• [Challenge]:
Which currencies are named in the passage about Italian manufacturers? List every one.

When Italian manufacturers ran into competitive problems in the past, there used to be an easy fix: currency devaluation, which made Italian exports cheaper relative to those of other countries. But that solution is no longer available, because Italy swapped the lira for the euro, which has risen against most other currencies, including the dollar. "We used to say small is beautiful, but that's no longer true," says Adalberto Valduga, president of the regional chamber of commerce in nearby Udine, the provincial capital. While the strong euro is penalizing firms, he says the real challenge is a more fundamental one: "We need to change our way of thinking." The International Monetary Fund agrees. It recently castigated Italy's economic policies and said the nation's waning competitiveness was due to "deep-seated inefficiencies" as much as to foreign competition. China, in fact, overtook Italy last year as the world's fourth largest economy.

• [Extracted records]:
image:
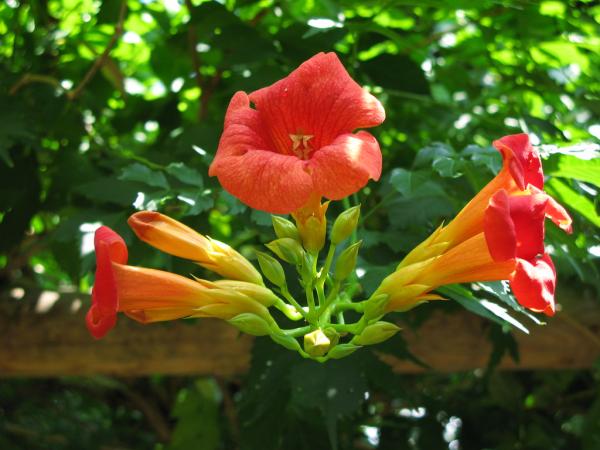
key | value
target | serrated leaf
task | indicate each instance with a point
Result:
(483, 308)
(566, 166)
(573, 200)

• [Response below]:
- lira
- euro
- dollar